Task item
Below are lines of data; count those that contain "paving" and give the total alone.

━━━━━━━━━━━━━━━━━━━━━━━━━━━━━━

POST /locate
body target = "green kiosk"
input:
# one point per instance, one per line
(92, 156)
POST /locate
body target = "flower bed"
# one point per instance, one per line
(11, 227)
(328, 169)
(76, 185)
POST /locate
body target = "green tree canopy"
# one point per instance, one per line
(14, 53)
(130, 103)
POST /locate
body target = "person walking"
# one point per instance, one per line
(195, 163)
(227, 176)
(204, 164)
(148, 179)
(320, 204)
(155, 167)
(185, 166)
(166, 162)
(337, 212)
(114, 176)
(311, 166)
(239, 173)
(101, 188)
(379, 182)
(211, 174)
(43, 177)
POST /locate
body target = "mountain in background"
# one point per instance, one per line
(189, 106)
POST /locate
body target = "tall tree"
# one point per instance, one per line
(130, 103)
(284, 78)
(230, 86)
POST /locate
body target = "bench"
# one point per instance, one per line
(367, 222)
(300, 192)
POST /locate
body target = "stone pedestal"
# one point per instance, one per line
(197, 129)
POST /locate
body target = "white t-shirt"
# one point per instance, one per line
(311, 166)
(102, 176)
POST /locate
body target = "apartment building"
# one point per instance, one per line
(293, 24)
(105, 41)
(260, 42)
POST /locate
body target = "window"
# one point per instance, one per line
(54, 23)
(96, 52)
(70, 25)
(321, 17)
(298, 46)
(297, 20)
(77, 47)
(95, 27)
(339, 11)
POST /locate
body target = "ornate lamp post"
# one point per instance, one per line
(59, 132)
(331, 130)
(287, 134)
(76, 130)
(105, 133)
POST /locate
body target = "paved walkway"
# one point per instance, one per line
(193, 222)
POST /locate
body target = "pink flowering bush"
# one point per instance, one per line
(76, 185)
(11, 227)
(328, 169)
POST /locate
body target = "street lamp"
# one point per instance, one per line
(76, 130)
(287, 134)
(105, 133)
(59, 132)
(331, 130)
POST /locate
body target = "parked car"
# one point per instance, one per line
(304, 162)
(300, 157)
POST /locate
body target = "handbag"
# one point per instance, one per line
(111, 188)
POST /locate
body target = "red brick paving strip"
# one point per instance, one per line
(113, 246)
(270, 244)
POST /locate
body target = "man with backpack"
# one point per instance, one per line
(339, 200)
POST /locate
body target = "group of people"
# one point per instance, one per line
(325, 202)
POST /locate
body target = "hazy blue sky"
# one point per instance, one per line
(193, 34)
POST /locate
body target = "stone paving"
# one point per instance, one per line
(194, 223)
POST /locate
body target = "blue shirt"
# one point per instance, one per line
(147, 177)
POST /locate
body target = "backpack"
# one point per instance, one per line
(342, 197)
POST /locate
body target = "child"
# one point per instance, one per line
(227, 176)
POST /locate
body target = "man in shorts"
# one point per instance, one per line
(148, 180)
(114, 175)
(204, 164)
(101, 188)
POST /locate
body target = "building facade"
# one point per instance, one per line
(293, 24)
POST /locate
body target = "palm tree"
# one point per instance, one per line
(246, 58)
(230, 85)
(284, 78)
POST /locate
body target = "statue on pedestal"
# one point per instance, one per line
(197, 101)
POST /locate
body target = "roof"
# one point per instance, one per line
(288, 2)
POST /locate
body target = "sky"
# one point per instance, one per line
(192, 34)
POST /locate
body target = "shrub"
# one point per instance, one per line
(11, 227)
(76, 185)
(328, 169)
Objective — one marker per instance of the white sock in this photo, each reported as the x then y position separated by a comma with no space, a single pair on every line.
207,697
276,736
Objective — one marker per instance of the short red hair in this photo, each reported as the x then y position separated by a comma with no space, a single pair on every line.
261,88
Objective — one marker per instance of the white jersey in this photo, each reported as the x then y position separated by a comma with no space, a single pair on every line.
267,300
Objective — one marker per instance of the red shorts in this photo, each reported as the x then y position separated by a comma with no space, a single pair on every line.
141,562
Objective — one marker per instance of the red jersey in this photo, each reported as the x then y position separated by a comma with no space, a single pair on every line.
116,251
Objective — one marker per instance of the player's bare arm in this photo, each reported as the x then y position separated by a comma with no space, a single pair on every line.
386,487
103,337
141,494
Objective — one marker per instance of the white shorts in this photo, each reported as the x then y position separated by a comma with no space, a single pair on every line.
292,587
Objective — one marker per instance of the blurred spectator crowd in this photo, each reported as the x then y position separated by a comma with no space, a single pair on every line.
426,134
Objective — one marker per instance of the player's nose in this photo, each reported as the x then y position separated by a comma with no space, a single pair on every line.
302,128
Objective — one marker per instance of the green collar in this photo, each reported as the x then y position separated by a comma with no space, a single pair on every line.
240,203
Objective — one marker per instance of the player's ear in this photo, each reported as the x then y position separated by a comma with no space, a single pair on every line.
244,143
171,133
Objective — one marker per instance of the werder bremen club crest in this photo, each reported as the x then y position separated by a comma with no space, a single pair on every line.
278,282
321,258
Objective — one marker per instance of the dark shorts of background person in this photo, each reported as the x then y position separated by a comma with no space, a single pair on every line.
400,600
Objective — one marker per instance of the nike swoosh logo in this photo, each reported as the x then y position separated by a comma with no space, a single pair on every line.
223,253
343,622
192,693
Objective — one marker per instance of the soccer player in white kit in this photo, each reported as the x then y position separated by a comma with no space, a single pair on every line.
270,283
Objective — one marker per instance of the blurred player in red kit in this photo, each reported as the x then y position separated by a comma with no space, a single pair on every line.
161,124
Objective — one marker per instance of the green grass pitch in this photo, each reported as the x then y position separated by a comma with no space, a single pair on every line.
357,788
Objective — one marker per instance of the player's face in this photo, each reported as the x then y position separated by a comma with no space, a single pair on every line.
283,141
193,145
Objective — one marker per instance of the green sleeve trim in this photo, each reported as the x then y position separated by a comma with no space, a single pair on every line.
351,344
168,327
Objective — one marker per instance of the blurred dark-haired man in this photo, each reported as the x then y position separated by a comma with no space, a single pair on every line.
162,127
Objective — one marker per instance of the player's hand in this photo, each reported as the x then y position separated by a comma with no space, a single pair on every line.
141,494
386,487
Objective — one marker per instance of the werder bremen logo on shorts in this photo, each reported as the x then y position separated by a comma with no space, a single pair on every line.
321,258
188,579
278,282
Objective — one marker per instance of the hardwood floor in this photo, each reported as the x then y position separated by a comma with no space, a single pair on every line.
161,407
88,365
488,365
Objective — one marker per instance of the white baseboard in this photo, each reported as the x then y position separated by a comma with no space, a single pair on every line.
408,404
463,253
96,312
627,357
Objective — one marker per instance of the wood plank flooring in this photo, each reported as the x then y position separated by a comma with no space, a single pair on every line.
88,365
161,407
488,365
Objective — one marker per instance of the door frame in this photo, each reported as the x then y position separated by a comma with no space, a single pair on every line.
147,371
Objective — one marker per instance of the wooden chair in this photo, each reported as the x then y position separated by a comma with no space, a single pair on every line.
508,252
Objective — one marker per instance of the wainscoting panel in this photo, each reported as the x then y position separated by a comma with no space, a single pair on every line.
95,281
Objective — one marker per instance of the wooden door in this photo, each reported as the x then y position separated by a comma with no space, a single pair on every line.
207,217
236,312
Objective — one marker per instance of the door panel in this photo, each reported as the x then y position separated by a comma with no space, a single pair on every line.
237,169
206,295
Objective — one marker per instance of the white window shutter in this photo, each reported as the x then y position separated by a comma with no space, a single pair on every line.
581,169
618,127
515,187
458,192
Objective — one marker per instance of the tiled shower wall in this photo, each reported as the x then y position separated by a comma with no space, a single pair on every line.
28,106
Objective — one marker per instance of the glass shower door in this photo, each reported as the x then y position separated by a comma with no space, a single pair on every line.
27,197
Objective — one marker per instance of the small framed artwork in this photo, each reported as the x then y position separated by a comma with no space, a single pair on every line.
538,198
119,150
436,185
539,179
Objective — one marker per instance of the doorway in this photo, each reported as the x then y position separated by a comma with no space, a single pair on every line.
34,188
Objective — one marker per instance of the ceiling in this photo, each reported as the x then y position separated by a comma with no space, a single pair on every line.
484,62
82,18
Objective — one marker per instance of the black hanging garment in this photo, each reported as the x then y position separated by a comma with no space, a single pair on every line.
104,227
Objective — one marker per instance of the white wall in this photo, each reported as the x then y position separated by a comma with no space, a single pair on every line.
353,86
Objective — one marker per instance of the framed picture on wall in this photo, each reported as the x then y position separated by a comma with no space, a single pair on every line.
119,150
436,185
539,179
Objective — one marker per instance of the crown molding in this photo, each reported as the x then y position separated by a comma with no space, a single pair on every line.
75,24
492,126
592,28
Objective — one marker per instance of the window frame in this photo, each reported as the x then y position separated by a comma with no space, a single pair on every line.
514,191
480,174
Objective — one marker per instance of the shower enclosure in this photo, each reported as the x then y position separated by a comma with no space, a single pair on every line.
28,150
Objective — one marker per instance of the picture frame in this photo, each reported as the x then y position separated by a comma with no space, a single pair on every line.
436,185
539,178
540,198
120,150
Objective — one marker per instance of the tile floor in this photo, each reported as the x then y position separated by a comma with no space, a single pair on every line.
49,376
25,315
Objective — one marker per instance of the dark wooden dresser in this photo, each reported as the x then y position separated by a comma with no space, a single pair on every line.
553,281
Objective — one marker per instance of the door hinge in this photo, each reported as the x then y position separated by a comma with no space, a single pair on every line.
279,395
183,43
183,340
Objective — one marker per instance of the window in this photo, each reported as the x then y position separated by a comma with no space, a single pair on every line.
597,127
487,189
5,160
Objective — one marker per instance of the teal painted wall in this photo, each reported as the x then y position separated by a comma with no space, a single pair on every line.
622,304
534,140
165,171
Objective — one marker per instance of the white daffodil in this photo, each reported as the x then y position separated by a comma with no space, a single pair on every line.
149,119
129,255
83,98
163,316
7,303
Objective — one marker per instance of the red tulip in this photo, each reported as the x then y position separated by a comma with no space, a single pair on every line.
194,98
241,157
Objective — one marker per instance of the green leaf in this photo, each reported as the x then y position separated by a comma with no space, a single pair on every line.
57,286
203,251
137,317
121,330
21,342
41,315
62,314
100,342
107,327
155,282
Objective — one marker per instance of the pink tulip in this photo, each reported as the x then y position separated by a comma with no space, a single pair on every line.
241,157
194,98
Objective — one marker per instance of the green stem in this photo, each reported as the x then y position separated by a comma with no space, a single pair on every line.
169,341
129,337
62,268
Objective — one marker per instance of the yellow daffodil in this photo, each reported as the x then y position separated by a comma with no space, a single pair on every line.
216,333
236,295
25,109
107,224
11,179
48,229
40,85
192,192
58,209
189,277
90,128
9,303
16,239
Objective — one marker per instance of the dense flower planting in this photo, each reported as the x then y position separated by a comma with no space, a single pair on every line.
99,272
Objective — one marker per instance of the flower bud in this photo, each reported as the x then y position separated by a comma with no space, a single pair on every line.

━━━━━━━━━━━━━━━━━━━━━━━━━━━━━━

Answer section
2